**EXTRAIT DU DOCUMENT:**
##########

Une conversation avec Kurokawa Hiroko

Remonter à l’aube de l’art japonais, c’est rapidement se trouver en présence d’œuvres renommées pour la précision de leur technique, qu’il s’agisse de laques, de ferronnerie ou que sais-je encore. Et pourtant, ne s’agit-il ici que d’objets de dévotion envers les saints du bouddhisme ou les déités shinto, ou alors d’objets de luxe destinés aux aristocrates-symboles d’une culture élitiste, aux mains d’une oligarchie tout en haut de la pyramide sociale. Il fallut attendre l’ère Edo (1603-1867) pour que les gens du commun aient, à leur tour, accès aux raffinements de techniques artistiques sophistiquées. À cette époque, une culture urbaine prit son essor, et le monde des arts décoratifs avec elle.

##########

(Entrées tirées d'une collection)
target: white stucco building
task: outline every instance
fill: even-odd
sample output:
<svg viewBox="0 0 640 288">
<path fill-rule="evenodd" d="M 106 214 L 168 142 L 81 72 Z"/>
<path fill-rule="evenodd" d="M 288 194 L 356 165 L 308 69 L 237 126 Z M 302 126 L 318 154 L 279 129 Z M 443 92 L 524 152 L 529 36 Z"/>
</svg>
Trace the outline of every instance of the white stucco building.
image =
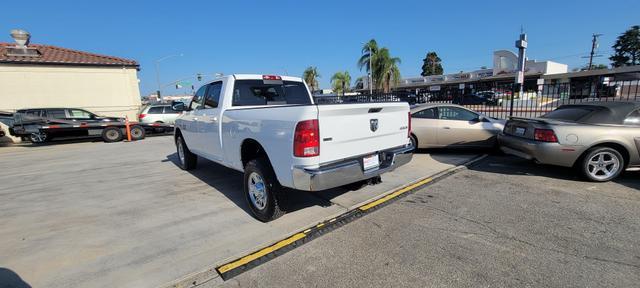
<svg viewBox="0 0 640 288">
<path fill-rule="evenodd" d="M 140 109 L 139 65 L 134 60 L 20 41 L 0 43 L 0 110 L 83 108 L 129 116 Z"/>
</svg>

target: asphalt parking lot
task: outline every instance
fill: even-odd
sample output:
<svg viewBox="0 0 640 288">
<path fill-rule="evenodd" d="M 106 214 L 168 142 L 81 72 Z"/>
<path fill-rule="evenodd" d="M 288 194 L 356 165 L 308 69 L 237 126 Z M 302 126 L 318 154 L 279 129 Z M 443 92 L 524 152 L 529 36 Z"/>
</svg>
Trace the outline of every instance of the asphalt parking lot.
<svg viewBox="0 0 640 288">
<path fill-rule="evenodd" d="M 0 148 L 0 280 L 171 285 L 477 156 L 420 154 L 379 185 L 293 191 L 290 212 L 265 224 L 248 211 L 241 173 L 209 161 L 182 171 L 172 141 Z"/>
<path fill-rule="evenodd" d="M 640 172 L 490 156 L 225 287 L 638 287 Z"/>
</svg>

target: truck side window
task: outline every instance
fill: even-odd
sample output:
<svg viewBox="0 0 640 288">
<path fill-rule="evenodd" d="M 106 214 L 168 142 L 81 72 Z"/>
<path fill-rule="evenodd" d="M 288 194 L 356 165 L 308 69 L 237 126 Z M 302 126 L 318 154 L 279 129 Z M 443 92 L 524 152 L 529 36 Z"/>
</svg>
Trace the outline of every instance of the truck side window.
<svg viewBox="0 0 640 288">
<path fill-rule="evenodd" d="M 215 82 L 209 85 L 207 96 L 204 97 L 204 109 L 213 109 L 218 107 L 220 100 L 220 92 L 222 91 L 222 82 Z"/>
<path fill-rule="evenodd" d="M 207 86 L 209 85 L 200 87 L 198 92 L 196 92 L 196 95 L 193 95 L 191 103 L 189 104 L 189 110 L 196 110 L 198 107 L 202 106 L 202 98 L 204 98 L 204 93 L 207 92 Z"/>
<path fill-rule="evenodd" d="M 302 82 L 238 80 L 233 88 L 233 106 L 311 104 L 311 97 Z"/>
</svg>

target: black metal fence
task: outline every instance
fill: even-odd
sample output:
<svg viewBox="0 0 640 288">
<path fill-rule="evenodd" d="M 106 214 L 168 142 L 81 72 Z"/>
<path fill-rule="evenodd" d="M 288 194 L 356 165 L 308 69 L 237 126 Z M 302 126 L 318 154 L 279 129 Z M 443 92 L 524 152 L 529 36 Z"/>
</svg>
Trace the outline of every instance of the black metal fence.
<svg viewBox="0 0 640 288">
<path fill-rule="evenodd" d="M 315 96 L 318 104 L 395 102 L 452 103 L 463 105 L 489 117 L 538 117 L 564 104 L 593 101 L 640 101 L 640 80 L 606 83 L 556 83 L 520 86 L 474 84 L 438 91 L 374 93 L 355 96 Z"/>
</svg>

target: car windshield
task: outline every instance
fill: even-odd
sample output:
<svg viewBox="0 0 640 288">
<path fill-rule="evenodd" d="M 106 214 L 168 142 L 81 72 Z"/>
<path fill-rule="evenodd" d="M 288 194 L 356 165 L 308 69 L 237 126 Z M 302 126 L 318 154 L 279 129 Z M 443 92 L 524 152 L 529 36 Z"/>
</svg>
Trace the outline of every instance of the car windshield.
<svg viewBox="0 0 640 288">
<path fill-rule="evenodd" d="M 579 121 L 591 114 L 594 109 L 588 107 L 560 107 L 554 111 L 551 111 L 541 118 L 565 120 L 565 121 Z"/>
</svg>

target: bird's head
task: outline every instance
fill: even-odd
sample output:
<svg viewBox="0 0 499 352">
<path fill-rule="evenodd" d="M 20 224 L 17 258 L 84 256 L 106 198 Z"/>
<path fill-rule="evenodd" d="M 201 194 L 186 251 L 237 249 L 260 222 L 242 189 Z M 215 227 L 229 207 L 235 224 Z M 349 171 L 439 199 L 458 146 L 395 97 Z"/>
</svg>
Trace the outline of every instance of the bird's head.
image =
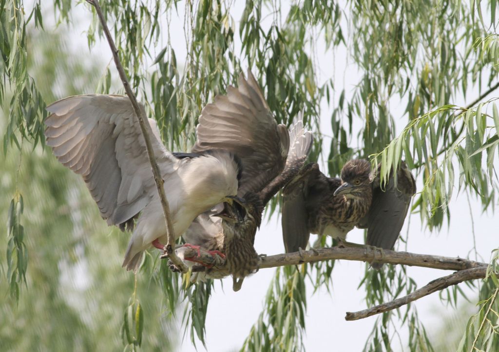
<svg viewBox="0 0 499 352">
<path fill-rule="evenodd" d="M 246 228 L 260 227 L 261 223 L 261 201 L 258 196 L 248 193 L 244 198 L 239 197 L 227 197 L 224 209 L 215 216 L 221 218 L 234 230 L 235 235 L 243 235 Z"/>
<path fill-rule="evenodd" d="M 341 185 L 333 195 L 344 195 L 347 198 L 361 198 L 367 190 L 370 190 L 371 164 L 363 159 L 350 160 L 341 169 Z"/>
</svg>

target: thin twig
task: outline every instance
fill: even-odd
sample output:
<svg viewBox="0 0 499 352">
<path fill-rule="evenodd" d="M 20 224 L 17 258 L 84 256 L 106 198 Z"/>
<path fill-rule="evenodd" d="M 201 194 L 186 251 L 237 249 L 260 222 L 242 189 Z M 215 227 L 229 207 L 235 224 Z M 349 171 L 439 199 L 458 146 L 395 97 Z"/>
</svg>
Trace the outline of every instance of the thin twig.
<svg viewBox="0 0 499 352">
<path fill-rule="evenodd" d="M 434 280 L 429 282 L 426 286 L 400 298 L 397 298 L 393 301 L 358 312 L 347 312 L 345 319 L 346 320 L 358 320 L 396 309 L 437 291 L 443 290 L 450 286 L 457 285 L 463 281 L 469 280 L 483 278 L 485 277 L 487 271 L 487 266 L 480 266 L 457 271 L 451 275 Z"/>
<path fill-rule="evenodd" d="M 168 237 L 168 243 L 165 246 L 165 251 L 168 255 L 170 260 L 179 267 L 183 272 L 187 271 L 187 268 L 180 260 L 175 251 L 173 250 L 175 244 L 175 235 L 173 231 L 171 217 L 170 216 L 170 207 L 168 205 L 168 201 L 166 199 L 165 194 L 165 189 L 163 187 L 164 181 L 161 177 L 160 172 L 159 166 L 156 162 L 156 157 L 154 156 L 154 151 L 153 150 L 152 144 L 151 142 L 151 138 L 149 136 L 149 131 L 152 130 L 149 122 L 147 118 L 144 116 L 144 114 L 139 107 L 139 104 L 137 102 L 137 98 L 135 94 L 132 91 L 128 83 L 128 80 L 125 74 L 125 70 L 123 66 L 120 62 L 119 58 L 118 57 L 118 50 L 114 45 L 114 41 L 111 36 L 111 33 L 107 27 L 106 20 L 102 14 L 102 10 L 99 4 L 98 0 L 86 0 L 89 4 L 94 6 L 95 11 L 97 12 L 99 19 L 102 26 L 102 29 L 107 38 L 107 42 L 109 43 L 109 47 L 111 48 L 111 51 L 113 54 L 113 58 L 114 59 L 114 63 L 116 65 L 116 69 L 119 74 L 120 78 L 125 88 L 125 91 L 130 98 L 130 102 L 133 107 L 133 110 L 135 112 L 135 114 L 139 120 L 139 124 L 140 125 L 140 129 L 142 132 L 142 136 L 144 137 L 144 140 L 146 144 L 146 149 L 147 150 L 147 155 L 149 157 L 149 162 L 151 163 L 151 167 L 152 169 L 153 176 L 154 177 L 154 182 L 156 183 L 156 188 L 158 189 L 158 192 L 159 194 L 159 198 L 161 202 L 161 206 L 163 207 L 163 212 L 165 216 L 165 222 L 166 223 L 166 234 Z"/>
</svg>

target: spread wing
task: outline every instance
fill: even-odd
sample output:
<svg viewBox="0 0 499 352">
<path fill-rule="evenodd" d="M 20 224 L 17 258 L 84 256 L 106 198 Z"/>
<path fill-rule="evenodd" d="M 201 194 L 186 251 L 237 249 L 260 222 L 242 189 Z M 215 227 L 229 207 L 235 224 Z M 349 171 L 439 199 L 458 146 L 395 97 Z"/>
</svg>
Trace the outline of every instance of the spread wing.
<svg viewBox="0 0 499 352">
<path fill-rule="evenodd" d="M 385 190 L 379 178 L 373 181 L 373 200 L 367 217 L 367 239 L 370 245 L 391 249 L 404 225 L 416 182 L 405 163 L 397 171 L 397 185 L 392 176 Z"/>
<path fill-rule="evenodd" d="M 298 174 L 308 157 L 313 140 L 312 132 L 303 128 L 301 117 L 289 128 L 289 152 L 284 169 L 259 193 L 260 199 L 264 205 Z"/>
<path fill-rule="evenodd" d="M 322 173 L 315 163 L 307 165 L 282 191 L 282 239 L 286 253 L 304 249 L 311 229 L 310 188 Z M 313 198 L 312 196 L 312 198 Z"/>
<path fill-rule="evenodd" d="M 289 147 L 287 129 L 277 124 L 250 71 L 203 109 L 192 151 L 223 149 L 241 159 L 238 194 L 257 193 L 282 170 Z"/>
<path fill-rule="evenodd" d="M 144 107 L 141 105 L 143 111 Z M 91 94 L 70 97 L 47 108 L 47 144 L 65 166 L 83 178 L 108 225 L 133 218 L 156 192 L 144 138 L 128 98 Z M 163 175 L 176 159 L 149 119 L 153 148 Z"/>
<path fill-rule="evenodd" d="M 305 249 L 310 237 L 305 207 L 306 177 L 286 187 L 282 192 L 282 239 L 286 253 Z"/>
<path fill-rule="evenodd" d="M 182 235 L 186 243 L 201 246 L 206 250 L 222 250 L 224 244 L 222 219 L 212 216 L 220 213 L 223 208 L 222 204 L 218 204 L 198 215 Z"/>
</svg>

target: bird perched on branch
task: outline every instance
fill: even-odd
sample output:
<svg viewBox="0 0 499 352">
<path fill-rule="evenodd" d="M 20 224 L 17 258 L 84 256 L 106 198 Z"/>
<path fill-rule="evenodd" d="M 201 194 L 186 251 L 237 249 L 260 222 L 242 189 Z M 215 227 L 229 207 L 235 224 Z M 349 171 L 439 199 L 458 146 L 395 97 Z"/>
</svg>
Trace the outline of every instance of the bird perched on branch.
<svg viewBox="0 0 499 352">
<path fill-rule="evenodd" d="M 277 124 L 249 71 L 248 76 L 246 80 L 242 74 L 237 88 L 230 86 L 227 96 L 217 97 L 214 104 L 205 107 L 193 148 L 198 152 L 220 148 L 241 158 L 243 173 L 238 194 L 243 199 L 202 214 L 184 236 L 188 247 L 199 245 L 225 254 L 235 291 L 258 267 L 253 243 L 265 205 L 297 174 L 312 143 L 311 133 L 304 130 L 301 120 L 289 132 L 285 125 Z M 179 256 L 182 250 L 177 250 Z"/>
<path fill-rule="evenodd" d="M 283 191 L 282 234 L 287 252 L 305 248 L 310 234 L 343 240 L 355 226 L 367 229 L 366 244 L 391 249 L 416 192 L 412 174 L 402 162 L 384 187 L 363 159 L 350 160 L 341 178 L 328 177 L 309 164 Z M 379 268 L 379 263 L 371 263 Z"/>
<path fill-rule="evenodd" d="M 144 112 L 144 107 L 140 106 Z M 81 175 L 102 218 L 122 230 L 134 228 L 123 266 L 137 270 L 151 244 L 163 248 L 166 227 L 144 138 L 128 97 L 90 94 L 70 97 L 47 108 L 47 144 L 65 166 Z M 144 112 L 145 114 L 145 112 Z M 206 148 L 195 157 L 177 157 L 161 141 L 149 119 L 153 149 L 170 205 L 175 236 L 199 214 L 232 201 L 241 176 L 230 150 Z"/>
</svg>

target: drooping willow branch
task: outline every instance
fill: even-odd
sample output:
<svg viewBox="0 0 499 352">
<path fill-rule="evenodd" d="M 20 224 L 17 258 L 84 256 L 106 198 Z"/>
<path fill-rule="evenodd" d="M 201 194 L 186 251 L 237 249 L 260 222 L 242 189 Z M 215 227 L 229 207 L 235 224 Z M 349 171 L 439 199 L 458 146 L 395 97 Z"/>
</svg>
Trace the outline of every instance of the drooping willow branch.
<svg viewBox="0 0 499 352">
<path fill-rule="evenodd" d="M 151 163 L 151 167 L 152 169 L 153 176 L 154 178 L 154 182 L 156 183 L 156 188 L 158 189 L 158 193 L 159 194 L 159 199 L 161 203 L 161 206 L 163 208 L 163 213 L 165 217 L 165 222 L 166 223 L 166 234 L 168 237 L 168 243 L 165 246 L 165 251 L 170 258 L 170 260 L 175 264 L 177 267 L 179 268 L 183 272 L 187 271 L 187 268 L 180 260 L 175 253 L 175 251 L 173 250 L 175 245 L 175 236 L 173 231 L 173 227 L 172 224 L 171 219 L 170 215 L 170 206 L 168 205 L 168 201 L 166 199 L 165 194 L 165 189 L 163 187 L 164 181 L 161 177 L 160 172 L 159 166 L 156 162 L 156 157 L 154 155 L 154 151 L 153 150 L 152 144 L 151 142 L 151 138 L 149 136 L 149 131 L 152 130 L 151 126 L 149 125 L 149 120 L 145 118 L 144 114 L 139 107 L 137 98 L 135 97 L 133 91 L 130 87 L 128 80 L 125 74 L 125 70 L 118 57 L 118 50 L 114 45 L 114 41 L 111 36 L 111 33 L 109 29 L 107 27 L 106 20 L 102 14 L 102 10 L 99 4 L 98 0 L 86 0 L 87 2 L 94 6 L 97 12 L 97 16 L 102 26 L 102 29 L 107 39 L 107 42 L 109 44 L 109 47 L 113 54 L 113 58 L 114 59 L 114 63 L 116 65 L 116 69 L 119 74 L 120 78 L 125 88 L 125 91 L 126 95 L 130 99 L 132 106 L 135 112 L 135 115 L 139 120 L 139 124 L 140 126 L 140 129 L 142 132 L 142 136 L 144 137 L 144 140 L 145 142 L 146 149 L 147 150 L 147 156 L 149 157 L 149 162 Z"/>
<path fill-rule="evenodd" d="M 345 319 L 358 320 L 396 309 L 417 299 L 447 288 L 450 286 L 457 285 L 469 280 L 484 278 L 487 275 L 487 266 L 479 266 L 456 271 L 454 274 L 430 281 L 426 286 L 403 297 L 358 312 L 347 312 Z"/>
</svg>

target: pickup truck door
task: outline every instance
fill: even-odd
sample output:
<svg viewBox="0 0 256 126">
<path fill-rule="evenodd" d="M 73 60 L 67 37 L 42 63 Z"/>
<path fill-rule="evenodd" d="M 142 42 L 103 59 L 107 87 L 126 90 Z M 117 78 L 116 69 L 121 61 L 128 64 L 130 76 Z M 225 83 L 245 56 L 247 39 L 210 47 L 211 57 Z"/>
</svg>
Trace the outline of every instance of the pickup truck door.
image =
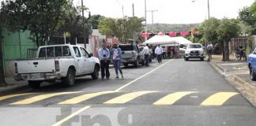
<svg viewBox="0 0 256 126">
<path fill-rule="evenodd" d="M 85 48 L 80 47 L 80 50 L 84 60 L 84 71 L 85 73 L 92 73 L 94 70 L 94 66 L 92 66 L 93 61 Z"/>
<path fill-rule="evenodd" d="M 74 54 L 76 57 L 76 65 L 77 65 L 77 74 L 76 75 L 81 75 L 84 74 L 84 58 L 81 57 L 80 50 L 77 46 L 73 46 Z"/>
</svg>

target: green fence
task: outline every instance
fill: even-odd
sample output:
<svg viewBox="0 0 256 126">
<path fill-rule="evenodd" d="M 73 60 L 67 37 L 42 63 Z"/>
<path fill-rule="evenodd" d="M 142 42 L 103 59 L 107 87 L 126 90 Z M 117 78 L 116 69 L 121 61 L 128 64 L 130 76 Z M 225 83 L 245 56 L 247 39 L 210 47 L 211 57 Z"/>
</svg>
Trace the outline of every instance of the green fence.
<svg viewBox="0 0 256 126">
<path fill-rule="evenodd" d="M 36 45 L 29 39 L 30 32 L 10 32 L 6 28 L 2 29 L 3 35 L 3 61 L 5 64 L 5 73 L 9 72 L 9 68 L 12 68 L 13 65 L 9 65 L 9 62 L 14 61 L 17 58 L 28 58 L 31 50 L 36 48 Z"/>
</svg>

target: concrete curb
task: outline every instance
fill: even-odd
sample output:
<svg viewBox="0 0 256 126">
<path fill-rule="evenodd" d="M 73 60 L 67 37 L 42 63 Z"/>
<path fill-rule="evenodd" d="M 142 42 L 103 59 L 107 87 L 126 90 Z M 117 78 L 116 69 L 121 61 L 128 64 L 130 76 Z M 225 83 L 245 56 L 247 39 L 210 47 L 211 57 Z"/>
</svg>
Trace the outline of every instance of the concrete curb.
<svg viewBox="0 0 256 126">
<path fill-rule="evenodd" d="M 6 87 L 0 87 L 0 95 L 18 92 L 20 91 L 26 90 L 29 87 L 27 84 L 20 84 L 15 86 L 7 86 Z"/>
<path fill-rule="evenodd" d="M 220 70 L 222 72 L 225 72 L 225 70 L 221 68 L 220 65 L 216 65 L 214 61 L 210 61 L 211 65 L 213 65 L 213 67 L 216 68 L 217 69 Z"/>
<path fill-rule="evenodd" d="M 225 75 L 225 70 L 213 61 L 211 61 L 210 64 L 216 71 L 225 77 L 229 83 L 250 101 L 253 106 L 256 106 L 256 86 L 243 80 L 235 75 Z"/>
</svg>

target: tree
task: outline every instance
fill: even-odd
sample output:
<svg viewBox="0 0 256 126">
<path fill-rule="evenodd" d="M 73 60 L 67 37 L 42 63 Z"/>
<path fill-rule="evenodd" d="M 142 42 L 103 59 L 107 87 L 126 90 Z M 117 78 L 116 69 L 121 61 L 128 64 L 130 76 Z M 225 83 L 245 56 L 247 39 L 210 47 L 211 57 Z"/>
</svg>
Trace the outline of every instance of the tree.
<svg viewBox="0 0 256 126">
<path fill-rule="evenodd" d="M 73 6 L 72 2 L 70 2 L 65 6 L 65 14 L 62 17 L 63 22 L 60 25 L 58 33 L 55 33 L 58 36 L 62 36 L 63 33 L 68 33 L 67 35 L 70 35 L 69 39 L 71 44 L 75 44 L 75 39 L 82 36 L 84 32 L 85 35 L 92 33 L 92 29 L 86 22 L 88 20 L 83 22 L 79 8 Z M 83 24 L 85 25 L 85 29 L 83 28 Z"/>
<path fill-rule="evenodd" d="M 92 29 L 98 29 L 98 25 L 100 23 L 100 19 L 104 18 L 104 17 L 97 14 L 97 15 L 92 15 L 91 18 L 88 20 L 89 24 L 92 26 Z"/>
<path fill-rule="evenodd" d="M 66 4 L 67 0 L 6 0 L 1 9 L 6 13 L 9 30 L 29 30 L 31 39 L 39 46 L 61 26 Z"/>
<path fill-rule="evenodd" d="M 119 38 L 122 43 L 127 43 L 127 39 L 132 39 L 136 32 L 142 31 L 143 18 L 137 17 L 122 19 L 103 18 L 100 20 L 99 32 L 104 35 L 112 35 Z"/>
<path fill-rule="evenodd" d="M 216 18 L 210 18 L 209 20 L 205 20 L 202 24 L 202 29 L 200 32 L 202 32 L 203 37 L 206 39 L 209 43 L 213 44 L 218 42 L 216 28 L 220 25 L 220 20 Z"/>
<path fill-rule="evenodd" d="M 223 61 L 229 61 L 229 41 L 232 38 L 238 37 L 241 32 L 241 28 L 239 25 L 239 21 L 235 19 L 224 18 L 220 20 L 217 27 L 216 33 L 218 39 L 224 43 L 224 50 L 223 51 Z"/>
<path fill-rule="evenodd" d="M 0 5 L 0 7 L 2 6 Z M 6 83 L 5 80 L 5 75 L 4 75 L 4 64 L 3 64 L 3 54 L 2 54 L 2 30 L 3 28 L 3 23 L 5 20 L 6 16 L 4 15 L 4 13 L 0 10 L 0 87 L 6 86 Z"/>
<path fill-rule="evenodd" d="M 247 27 L 248 35 L 256 34 L 256 2 L 250 7 L 244 7 L 239 13 L 240 20 L 243 21 Z"/>
</svg>

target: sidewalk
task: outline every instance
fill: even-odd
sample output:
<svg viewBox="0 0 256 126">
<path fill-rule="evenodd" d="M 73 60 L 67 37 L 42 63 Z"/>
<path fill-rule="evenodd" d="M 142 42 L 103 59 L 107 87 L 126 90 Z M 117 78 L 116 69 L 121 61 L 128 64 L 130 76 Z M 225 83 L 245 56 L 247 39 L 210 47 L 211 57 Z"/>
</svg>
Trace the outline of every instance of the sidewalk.
<svg viewBox="0 0 256 126">
<path fill-rule="evenodd" d="M 256 106 L 256 81 L 250 80 L 247 61 L 235 60 L 232 57 L 230 59 L 223 61 L 222 55 L 213 55 L 210 64 Z"/>
<path fill-rule="evenodd" d="M 13 76 L 6 76 L 7 87 L 0 87 L 0 95 L 17 92 L 29 88 L 27 81 L 16 81 Z"/>
</svg>

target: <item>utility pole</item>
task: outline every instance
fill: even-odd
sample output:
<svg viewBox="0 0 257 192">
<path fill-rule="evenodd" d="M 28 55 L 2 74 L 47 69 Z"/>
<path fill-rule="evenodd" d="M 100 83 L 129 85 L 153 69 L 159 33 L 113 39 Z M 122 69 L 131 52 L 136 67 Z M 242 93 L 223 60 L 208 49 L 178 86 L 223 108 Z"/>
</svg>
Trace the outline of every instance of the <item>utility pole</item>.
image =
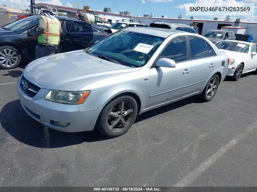
<svg viewBox="0 0 257 192">
<path fill-rule="evenodd" d="M 36 15 L 35 0 L 30 0 L 30 14 L 33 15 Z"/>
</svg>

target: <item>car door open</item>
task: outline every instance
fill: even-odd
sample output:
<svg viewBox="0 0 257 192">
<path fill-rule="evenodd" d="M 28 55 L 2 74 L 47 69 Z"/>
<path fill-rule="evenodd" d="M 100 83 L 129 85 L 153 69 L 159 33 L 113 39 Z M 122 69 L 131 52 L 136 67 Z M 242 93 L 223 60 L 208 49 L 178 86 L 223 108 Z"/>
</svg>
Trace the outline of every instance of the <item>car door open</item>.
<svg viewBox="0 0 257 192">
<path fill-rule="evenodd" d="M 150 69 L 147 108 L 185 96 L 191 70 L 187 52 L 185 36 L 172 40 L 164 49 L 155 67 Z M 175 62 L 175 64 L 160 65 L 160 62 L 164 62 L 160 60 L 161 58 L 171 60 L 167 62 L 170 64 Z"/>
<path fill-rule="evenodd" d="M 91 24 L 82 22 L 73 21 L 68 32 L 64 37 L 66 51 L 85 49 L 93 36 Z"/>
</svg>

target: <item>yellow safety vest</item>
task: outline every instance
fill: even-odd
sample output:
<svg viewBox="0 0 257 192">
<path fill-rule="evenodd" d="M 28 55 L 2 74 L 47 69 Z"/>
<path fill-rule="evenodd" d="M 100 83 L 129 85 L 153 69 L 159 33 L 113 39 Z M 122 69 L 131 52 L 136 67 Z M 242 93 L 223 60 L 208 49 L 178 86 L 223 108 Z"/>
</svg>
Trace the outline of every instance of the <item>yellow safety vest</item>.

##########

**TÂCHE COURTE 1:**
D'après l'extrait sur l'art japonais, quelles années couvre l'ère Edo ?
**TÂCHE COURTE 2:**
Résumez en deux phrases l'extrait sur l'art japonais.
**TÂCHE COURTE 3:**
Rédigez la suite de l'extrait sur l'art japonais en partant de sa dernière phrase.
Les données ci-dessus forment un ensemble distinct de l'extrait.

**RÉPONSE 1:**
De 1603 à 1867.

**RÉPONSE 2:**
Les œuvres des débuts de l'art japonais, renommées pour la précision de leur technique, étaient des objets de dévotion bouddhiste ou shinto ou des objets de luxe destinés à une élite aristocratique. Il fallut attendre l'ère Edo (1603-1867), marquée par l'essor d'une culture urbaine et des arts décoratifs, pour que les gens du commun aient accès à ces techniques raffinées.

**RÉPONSE 3:**
Il est probable que les pièces de sabre des samurai constituent l’un des exemples les plus impressionnants des minutieux arts décoratifs d’Edo. La fin de la longue ère de désordres des Royaumes Combattants (Sengoku jidai) avait apporté paix et tranquillité, mais l’antique usage de décorer les sabres demeura vivace, en tant que symbole du statut de samurai. En fait, on peut même dire qu’avec la paix, la décoration se fit encore plus minutieuse. Prenons par exemple la garde tsuba, qui protège la main sur la poignée du sabre. Le tsuba, forgé à partir d’une plaque de métal d’un diamètre de quelque 7 cm, était délicatement gravé sur ses deux faces—scènes de la nature d’un monde en miniature, créées avec une maîtrise et un raffinement inégalés.

La garde tsuba protège la main du samurai qui porte le sabre (voir flèche bleue sur la photo du sabre dans son fourreau). La garde est ornée sur ses deux faces de détails minuscules, ici un pin et une grue. Objet intitulé Sakura momiji makie wakizashi koshirae (“Garde tsuba à la fleur de cerisier et feuille d’érable”). Fin XIXe siècle. 6,2 x 6,9 cm. Propriété du Musée Nezu.

Quelques exemples de boutons netsuke humoristiques à l’effigie de diverses créatures, personnages de contes, etc.
1. Raijin, dieu du tonnerre et de l’éclair, agrippé à ses socques de bois geta. Objet intitulé Raiden (“Tonnerre et Éclair”). Ivoire sculpté. Hauteur 5 cm.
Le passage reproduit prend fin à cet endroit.